• _Information shown_
+ + + + + + +

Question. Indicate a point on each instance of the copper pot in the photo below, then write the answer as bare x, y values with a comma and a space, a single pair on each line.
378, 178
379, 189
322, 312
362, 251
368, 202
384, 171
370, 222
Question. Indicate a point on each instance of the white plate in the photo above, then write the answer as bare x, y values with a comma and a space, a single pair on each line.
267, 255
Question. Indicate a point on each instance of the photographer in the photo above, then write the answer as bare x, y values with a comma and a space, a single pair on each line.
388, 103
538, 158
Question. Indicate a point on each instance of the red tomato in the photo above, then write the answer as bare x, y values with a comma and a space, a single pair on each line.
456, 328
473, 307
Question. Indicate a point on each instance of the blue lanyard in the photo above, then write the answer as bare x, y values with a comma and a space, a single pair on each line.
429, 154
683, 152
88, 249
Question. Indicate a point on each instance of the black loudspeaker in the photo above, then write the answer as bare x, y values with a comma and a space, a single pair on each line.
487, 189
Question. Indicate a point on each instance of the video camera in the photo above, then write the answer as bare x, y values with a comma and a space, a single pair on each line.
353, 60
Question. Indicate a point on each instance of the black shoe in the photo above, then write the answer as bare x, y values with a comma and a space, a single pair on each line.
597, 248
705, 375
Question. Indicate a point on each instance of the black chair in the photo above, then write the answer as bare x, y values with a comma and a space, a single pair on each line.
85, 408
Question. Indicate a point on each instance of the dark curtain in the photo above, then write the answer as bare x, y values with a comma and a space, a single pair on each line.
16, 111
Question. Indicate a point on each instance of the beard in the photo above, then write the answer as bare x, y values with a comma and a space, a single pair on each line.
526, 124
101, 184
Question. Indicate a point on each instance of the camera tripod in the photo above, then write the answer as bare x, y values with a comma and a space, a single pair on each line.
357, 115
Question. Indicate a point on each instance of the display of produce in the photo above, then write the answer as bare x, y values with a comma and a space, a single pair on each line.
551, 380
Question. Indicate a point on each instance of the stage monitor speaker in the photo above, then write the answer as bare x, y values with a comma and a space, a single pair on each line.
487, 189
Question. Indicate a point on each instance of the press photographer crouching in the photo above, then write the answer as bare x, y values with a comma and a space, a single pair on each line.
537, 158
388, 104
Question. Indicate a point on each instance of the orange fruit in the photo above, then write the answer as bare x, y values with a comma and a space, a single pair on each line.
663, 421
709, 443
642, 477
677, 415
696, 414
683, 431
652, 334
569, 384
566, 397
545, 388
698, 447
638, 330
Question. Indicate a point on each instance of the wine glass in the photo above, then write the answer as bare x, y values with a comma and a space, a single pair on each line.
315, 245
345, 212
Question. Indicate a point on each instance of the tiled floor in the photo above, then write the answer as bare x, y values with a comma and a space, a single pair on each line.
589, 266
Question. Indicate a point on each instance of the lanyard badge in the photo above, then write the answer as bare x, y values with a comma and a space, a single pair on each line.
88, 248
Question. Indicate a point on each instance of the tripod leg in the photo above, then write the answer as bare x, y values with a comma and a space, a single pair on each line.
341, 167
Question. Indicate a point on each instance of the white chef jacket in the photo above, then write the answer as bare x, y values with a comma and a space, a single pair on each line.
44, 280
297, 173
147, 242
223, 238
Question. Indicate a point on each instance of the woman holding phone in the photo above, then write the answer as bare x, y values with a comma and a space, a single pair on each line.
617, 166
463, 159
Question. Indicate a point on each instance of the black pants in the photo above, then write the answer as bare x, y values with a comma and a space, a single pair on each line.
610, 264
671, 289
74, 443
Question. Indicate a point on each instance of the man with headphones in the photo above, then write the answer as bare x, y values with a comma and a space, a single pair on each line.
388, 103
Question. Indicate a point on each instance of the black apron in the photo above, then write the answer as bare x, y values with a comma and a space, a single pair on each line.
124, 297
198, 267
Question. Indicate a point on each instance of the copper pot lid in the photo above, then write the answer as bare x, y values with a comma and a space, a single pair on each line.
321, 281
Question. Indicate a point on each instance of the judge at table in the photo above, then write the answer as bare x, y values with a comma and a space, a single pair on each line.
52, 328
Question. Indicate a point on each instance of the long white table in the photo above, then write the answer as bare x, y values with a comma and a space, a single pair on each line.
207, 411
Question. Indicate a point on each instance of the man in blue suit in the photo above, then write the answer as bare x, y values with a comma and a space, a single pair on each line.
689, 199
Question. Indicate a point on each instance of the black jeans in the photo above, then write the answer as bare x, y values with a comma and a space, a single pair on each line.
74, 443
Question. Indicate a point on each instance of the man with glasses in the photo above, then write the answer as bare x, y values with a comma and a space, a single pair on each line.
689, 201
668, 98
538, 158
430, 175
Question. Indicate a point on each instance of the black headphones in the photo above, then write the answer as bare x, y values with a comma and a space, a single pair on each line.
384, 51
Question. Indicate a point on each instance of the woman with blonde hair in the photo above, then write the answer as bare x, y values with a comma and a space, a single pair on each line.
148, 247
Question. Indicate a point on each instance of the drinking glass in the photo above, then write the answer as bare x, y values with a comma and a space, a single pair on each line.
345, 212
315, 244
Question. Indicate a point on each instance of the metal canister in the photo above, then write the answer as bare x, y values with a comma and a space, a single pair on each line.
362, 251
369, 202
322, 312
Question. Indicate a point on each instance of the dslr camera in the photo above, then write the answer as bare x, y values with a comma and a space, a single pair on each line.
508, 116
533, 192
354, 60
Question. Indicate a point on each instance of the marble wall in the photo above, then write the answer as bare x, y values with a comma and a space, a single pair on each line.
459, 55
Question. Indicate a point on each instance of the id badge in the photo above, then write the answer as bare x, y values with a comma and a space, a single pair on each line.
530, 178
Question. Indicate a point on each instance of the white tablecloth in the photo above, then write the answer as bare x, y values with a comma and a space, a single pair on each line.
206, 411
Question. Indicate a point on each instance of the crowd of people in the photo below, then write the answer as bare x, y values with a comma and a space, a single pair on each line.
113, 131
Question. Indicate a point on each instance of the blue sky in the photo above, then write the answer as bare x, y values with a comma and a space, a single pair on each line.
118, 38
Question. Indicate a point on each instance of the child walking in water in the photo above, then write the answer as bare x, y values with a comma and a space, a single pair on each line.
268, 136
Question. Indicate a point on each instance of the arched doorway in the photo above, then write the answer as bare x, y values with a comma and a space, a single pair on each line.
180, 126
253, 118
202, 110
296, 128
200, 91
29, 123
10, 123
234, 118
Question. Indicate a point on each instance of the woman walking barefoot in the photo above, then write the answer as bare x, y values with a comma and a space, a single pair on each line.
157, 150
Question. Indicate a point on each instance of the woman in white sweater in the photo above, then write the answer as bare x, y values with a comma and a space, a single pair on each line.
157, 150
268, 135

+ + + + + + +

• _Set task_
Can you reproduce every row from the one containing "Question. Indicate a point on each instance of the arched" down to the final row above, both included and requests and all, with each coordinate in the answers rescaled by a factor of 2.15 and rounded to a whole number, halves rounding up?

• _Exercise response_
Question. Indicate a point on each instance of the arched doorway in the photo above, then write the answer as bare x, y values with a comma and a space, a single pair on each line.
387, 271
544, 254
434, 237
636, 275
430, 196
62, 264
22, 264
503, 254
Question. Indicate a point on each instance of the woman walking barefoot in the photo above, then write the answer as bare x, y values with a comma and a space, a single pair on each line.
338, 323
Question. Indicate a point on each instance of the woman in white sweater in the photo above, then write the answer as bare x, y values with a comma and a space, a single pair on each line.
338, 323
576, 290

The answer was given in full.